Excerto:
Relator: João Gil de Oliveira
Data: 5/Dezembro/2013
   
   
   Assuntos:
- Revisão de Sentença do Brasil
- Sentença homologatória de termo de guarda e responsabilidade de menor
    
    
    SUMÁRIO :
    
   1. No caso em apreço, em que se pretende confirmar a sentença do Exterior que decretou a guarda definitiva de uma criança, numa concertação de interesses e vontades dos primeiros responsáveis e interessados, tendo-se incumbido a requerente, irmã do menor, como encarregada (guardiã, nas palavras da sentença), devendo ela assumir as responsabilidades parentais, concretizadas na guarda do menor, na protecção da sua saúde e moralidade, não se vislumbra que haja qualquer violação ou incompatibilidade com a ordem pública.

Instruções e requisitos: Segundo o excerto, qual é a relação de parentesco entre a requerente e o menor? Os itens provêm de uma fonte diferente da do excerto.

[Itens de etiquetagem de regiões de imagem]
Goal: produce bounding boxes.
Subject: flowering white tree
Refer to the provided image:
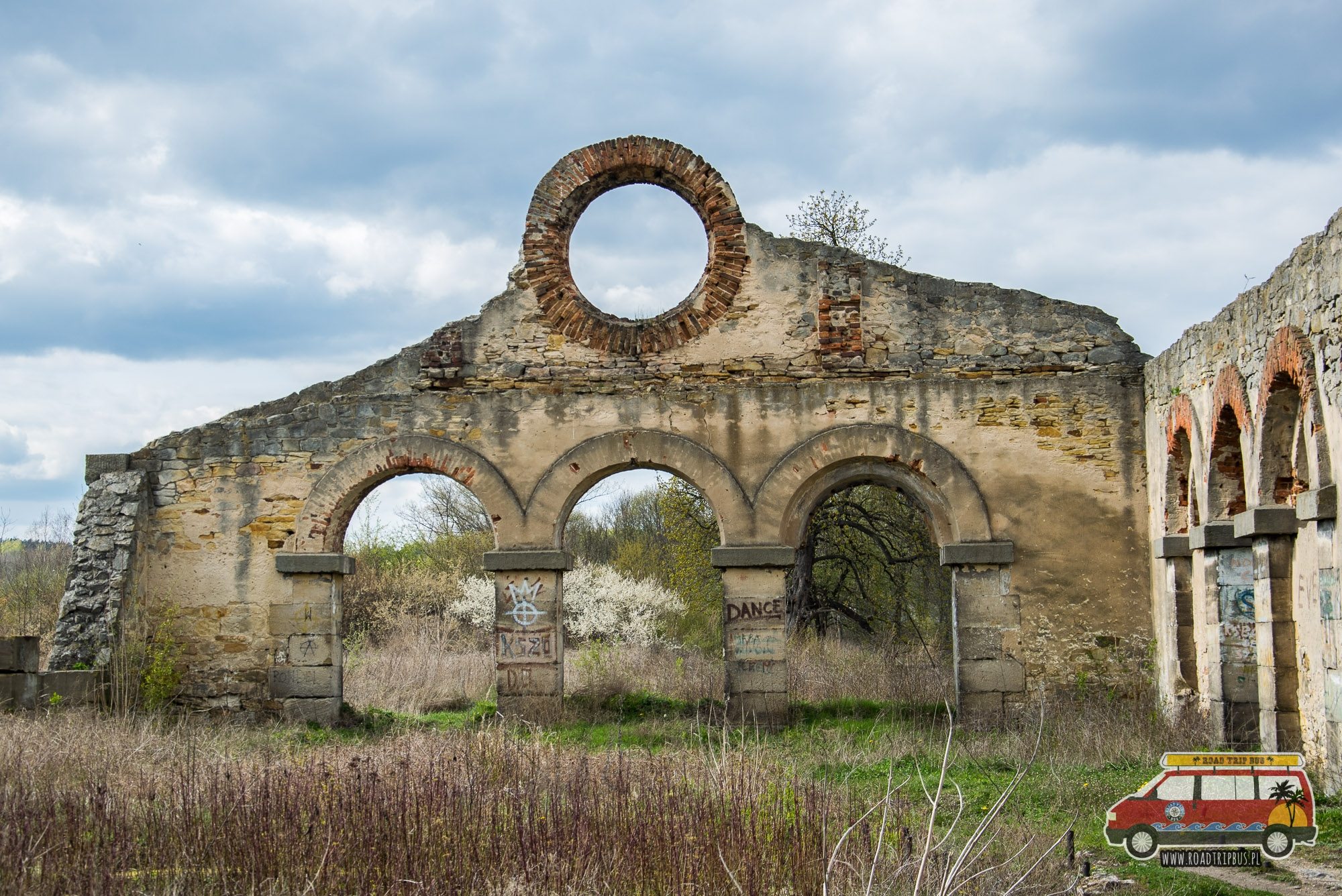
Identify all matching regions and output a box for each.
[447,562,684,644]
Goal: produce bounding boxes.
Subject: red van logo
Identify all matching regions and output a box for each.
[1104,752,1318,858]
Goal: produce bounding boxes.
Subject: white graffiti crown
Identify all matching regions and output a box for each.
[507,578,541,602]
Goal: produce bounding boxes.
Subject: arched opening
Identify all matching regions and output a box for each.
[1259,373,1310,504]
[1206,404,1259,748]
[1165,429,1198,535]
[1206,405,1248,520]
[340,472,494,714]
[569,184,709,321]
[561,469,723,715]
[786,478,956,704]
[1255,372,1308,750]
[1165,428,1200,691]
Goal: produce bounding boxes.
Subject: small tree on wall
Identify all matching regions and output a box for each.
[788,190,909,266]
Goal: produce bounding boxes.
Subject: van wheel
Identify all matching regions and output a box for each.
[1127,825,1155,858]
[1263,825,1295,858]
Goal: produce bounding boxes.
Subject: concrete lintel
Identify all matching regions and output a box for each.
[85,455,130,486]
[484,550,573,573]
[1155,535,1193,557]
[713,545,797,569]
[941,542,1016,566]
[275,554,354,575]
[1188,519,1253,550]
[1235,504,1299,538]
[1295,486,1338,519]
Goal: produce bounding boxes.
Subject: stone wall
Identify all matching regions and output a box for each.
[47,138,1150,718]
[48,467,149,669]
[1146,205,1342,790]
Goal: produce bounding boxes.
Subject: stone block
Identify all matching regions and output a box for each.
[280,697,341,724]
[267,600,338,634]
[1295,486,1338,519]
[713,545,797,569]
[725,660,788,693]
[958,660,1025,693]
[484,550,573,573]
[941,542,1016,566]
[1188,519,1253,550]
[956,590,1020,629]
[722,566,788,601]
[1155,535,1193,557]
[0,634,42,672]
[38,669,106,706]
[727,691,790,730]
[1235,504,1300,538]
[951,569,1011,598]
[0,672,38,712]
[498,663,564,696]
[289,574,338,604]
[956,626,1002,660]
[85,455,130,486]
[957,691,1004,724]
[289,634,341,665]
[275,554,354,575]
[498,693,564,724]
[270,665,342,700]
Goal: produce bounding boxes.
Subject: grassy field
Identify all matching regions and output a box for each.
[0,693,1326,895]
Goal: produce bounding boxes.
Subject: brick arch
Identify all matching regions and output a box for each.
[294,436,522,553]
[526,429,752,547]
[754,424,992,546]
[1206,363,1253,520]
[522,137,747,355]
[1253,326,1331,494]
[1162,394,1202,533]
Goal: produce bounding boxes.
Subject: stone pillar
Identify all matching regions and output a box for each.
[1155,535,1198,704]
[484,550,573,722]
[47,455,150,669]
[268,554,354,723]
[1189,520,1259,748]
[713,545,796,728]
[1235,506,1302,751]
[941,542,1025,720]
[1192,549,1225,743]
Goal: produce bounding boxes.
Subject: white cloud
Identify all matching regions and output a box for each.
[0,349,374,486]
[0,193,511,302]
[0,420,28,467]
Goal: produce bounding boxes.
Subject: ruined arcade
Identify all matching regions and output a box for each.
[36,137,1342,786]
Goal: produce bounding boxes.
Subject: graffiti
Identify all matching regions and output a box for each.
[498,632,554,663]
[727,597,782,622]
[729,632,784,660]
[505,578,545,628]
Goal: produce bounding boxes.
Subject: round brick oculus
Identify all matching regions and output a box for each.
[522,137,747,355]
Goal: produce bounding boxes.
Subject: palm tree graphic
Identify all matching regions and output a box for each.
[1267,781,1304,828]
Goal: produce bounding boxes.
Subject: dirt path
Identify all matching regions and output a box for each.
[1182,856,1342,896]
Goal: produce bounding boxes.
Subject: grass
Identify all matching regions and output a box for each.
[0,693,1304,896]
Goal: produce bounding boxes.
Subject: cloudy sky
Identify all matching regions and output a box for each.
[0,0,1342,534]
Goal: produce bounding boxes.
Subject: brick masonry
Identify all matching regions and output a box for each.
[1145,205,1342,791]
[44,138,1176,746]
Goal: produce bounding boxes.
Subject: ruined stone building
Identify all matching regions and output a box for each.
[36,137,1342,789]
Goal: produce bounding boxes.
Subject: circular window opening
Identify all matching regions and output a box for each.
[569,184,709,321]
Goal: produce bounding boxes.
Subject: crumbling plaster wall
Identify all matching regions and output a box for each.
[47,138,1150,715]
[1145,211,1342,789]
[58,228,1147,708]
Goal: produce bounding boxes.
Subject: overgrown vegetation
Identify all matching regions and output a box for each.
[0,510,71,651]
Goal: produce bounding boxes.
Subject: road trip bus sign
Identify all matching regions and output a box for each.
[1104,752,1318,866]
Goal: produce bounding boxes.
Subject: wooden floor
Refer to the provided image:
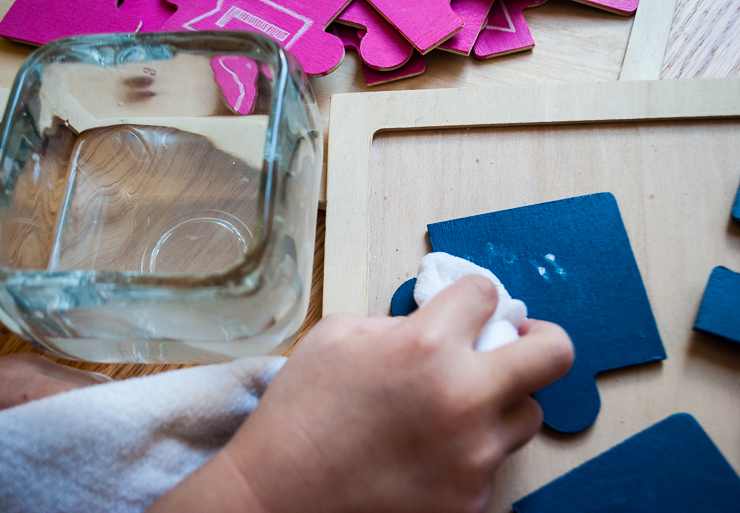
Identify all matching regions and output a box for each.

Resultado completo: A requerente é irmã do menor.